Data provided >>
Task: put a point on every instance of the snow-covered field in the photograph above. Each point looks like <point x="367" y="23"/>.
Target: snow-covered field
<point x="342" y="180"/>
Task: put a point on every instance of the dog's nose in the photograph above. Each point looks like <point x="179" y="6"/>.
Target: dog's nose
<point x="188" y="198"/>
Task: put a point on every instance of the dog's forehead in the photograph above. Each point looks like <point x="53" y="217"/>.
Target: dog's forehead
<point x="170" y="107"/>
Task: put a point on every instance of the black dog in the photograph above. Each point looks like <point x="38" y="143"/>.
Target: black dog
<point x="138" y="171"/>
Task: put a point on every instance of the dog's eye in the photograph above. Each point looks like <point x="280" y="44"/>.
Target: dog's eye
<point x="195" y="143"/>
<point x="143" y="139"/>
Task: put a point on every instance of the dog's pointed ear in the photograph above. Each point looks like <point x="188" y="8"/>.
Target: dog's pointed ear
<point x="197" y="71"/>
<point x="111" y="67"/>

Task goal >>
Restate the final lines of the listing above word for word, beginning at the line that contains "Task: put a point on every instance of the dog's forehead".

Output of the exercise >>
Task: put a point on every instance of the dog's forehead in the photograph above. Each point looks like <point x="53" y="217"/>.
Target: dog's forehead
<point x="170" y="107"/>
Task: put a point on every instance of the black dog in the photograph above. Each point looks like <point x="38" y="143"/>.
Target: black dog
<point x="138" y="171"/>
Task: put a point on every instance of the dog's eye in the photograph above. Each point looks like <point x="280" y="44"/>.
Target: dog's eye
<point x="195" y="143"/>
<point x="143" y="139"/>
Task: put a point on every instance of the dog's pointed ear in the photograph above. Each point looks like <point x="188" y="8"/>.
Target: dog's pointed ear
<point x="197" y="71"/>
<point x="111" y="67"/>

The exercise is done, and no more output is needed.